#### [Dataset records]
○ ○ ○ ○ ○
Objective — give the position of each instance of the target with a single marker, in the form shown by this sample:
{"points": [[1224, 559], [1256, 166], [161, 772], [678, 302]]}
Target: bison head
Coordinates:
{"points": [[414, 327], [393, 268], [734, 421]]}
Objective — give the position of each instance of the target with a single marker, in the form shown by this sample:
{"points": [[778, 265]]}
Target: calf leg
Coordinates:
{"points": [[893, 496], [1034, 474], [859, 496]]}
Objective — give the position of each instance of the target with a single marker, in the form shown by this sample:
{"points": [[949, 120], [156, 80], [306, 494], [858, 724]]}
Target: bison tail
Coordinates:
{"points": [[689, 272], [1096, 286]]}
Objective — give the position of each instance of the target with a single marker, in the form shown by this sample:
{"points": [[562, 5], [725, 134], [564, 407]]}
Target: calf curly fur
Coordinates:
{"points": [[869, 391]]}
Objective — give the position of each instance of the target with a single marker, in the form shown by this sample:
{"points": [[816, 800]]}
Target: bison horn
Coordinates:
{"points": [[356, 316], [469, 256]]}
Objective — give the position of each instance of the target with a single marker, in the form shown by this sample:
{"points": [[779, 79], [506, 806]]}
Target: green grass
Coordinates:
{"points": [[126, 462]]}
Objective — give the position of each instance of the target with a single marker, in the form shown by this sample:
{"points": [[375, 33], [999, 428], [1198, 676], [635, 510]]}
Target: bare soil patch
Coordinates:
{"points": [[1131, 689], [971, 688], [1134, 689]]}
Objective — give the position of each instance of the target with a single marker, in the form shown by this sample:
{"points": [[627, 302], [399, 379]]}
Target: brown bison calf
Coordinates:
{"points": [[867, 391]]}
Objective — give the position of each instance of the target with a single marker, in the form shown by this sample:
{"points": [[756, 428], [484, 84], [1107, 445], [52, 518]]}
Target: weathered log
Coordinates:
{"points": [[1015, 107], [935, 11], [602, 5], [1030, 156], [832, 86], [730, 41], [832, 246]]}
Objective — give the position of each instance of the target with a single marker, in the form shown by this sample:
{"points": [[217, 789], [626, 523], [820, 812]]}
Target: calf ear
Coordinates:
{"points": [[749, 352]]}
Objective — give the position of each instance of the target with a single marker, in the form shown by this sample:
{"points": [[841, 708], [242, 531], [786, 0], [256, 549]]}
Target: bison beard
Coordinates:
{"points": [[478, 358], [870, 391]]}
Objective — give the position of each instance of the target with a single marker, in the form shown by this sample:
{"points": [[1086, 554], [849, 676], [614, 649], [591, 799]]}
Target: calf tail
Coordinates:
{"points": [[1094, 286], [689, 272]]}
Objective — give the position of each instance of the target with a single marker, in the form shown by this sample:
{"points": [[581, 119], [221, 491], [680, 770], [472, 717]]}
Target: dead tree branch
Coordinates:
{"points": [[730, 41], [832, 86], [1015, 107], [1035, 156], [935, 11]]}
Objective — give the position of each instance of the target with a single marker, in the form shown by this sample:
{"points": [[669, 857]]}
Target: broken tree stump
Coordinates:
○ ○ ○ ○ ○
#### [Goal of the exercise]
Restate the full material word for word.

#### [Problem solution]
Objective — give the position of each instance of the target with a single marker, in the form shown by this sample:
{"points": [[1224, 559], [1256, 166], [161, 772], [678, 302]]}
Target: bison head
Coordinates:
{"points": [[414, 327], [393, 268], [734, 421]]}
Objective — give the position of each instance of the target with a single marker, in the form shown by this sample:
{"points": [[778, 265]]}
Target: calf leg
Coordinates:
{"points": [[893, 496], [1034, 474], [859, 496]]}
Objective — give the position of each instance of the target with a single marker, in the form shown by this sample:
{"points": [[949, 120], [156, 80], [306, 494], [858, 724]]}
Target: bison tail
Coordinates:
{"points": [[689, 272], [1096, 286]]}
Objective — give the position of each instance of the target with a single marker, in the form shown by this sample:
{"points": [[562, 5], [725, 134], [564, 407]]}
Target: calf curly fur
Coordinates:
{"points": [[869, 391]]}
Objective — give the position of each instance of the target with a single marker, in the form shown by this sample:
{"points": [[816, 800]]}
Target: bison horn
Coordinates:
{"points": [[356, 316], [469, 256]]}
Objective — give the position of each instance of the target with a single marker, in the form shown by this sample:
{"points": [[779, 79], [506, 806]]}
Target: green grass
Coordinates:
{"points": [[126, 462]]}
Objective — give the position of each instance of the target with a single marker, in the form shown by this sample:
{"points": [[375, 33], [999, 428], [1198, 676], [635, 510]]}
Target: bare soil patch
Coordinates:
{"points": [[1131, 689], [971, 688], [1134, 689]]}
Objective — give the position of each instance of the target with a single marker, in the form shown by this sample:
{"points": [[627, 302], [399, 379]]}
Target: brown bison calf
Coordinates:
{"points": [[867, 391]]}
Objective — give the position of each instance of the target with a single marker, in the form shown by this sample:
{"points": [[756, 428], [484, 84], [1107, 445], [52, 518]]}
Target: weathered log
Coordinates:
{"points": [[1015, 107], [935, 11], [602, 5], [1030, 156], [832, 86], [730, 41], [832, 246]]}
Objective — give the position of each instance of the target with a single marker, in the form shown by this sample:
{"points": [[217, 789], [626, 523], [820, 812]]}
Target: calf ear
Coordinates:
{"points": [[749, 352]]}
Objective — give the position of each instance of the target with a single marker, in the form shown by this sample:
{"points": [[841, 708], [242, 531], [786, 0], [256, 549]]}
Target: bison beard
Coordinates:
{"points": [[478, 358], [870, 391]]}
Objective — give the position of each instance of the target with a single marker, in the form shown by this sample:
{"points": [[1086, 554], [849, 676], [614, 649], [591, 799]]}
Target: calf tail
Coordinates:
{"points": [[1094, 286], [689, 272]]}
Objective — give the position of each instance of the target with a single marker, in the form shown by this sample:
{"points": [[581, 119], [221, 491], [680, 770], [472, 717]]}
Target: dead tree branch
Coordinates:
{"points": [[730, 41], [832, 86], [1015, 107], [1035, 156], [935, 11]]}
Objective — give the position of each instance of the target with a single marker, in the form shown by this sample:
{"points": [[669, 857]]}
Target: broken tree stump
Coordinates:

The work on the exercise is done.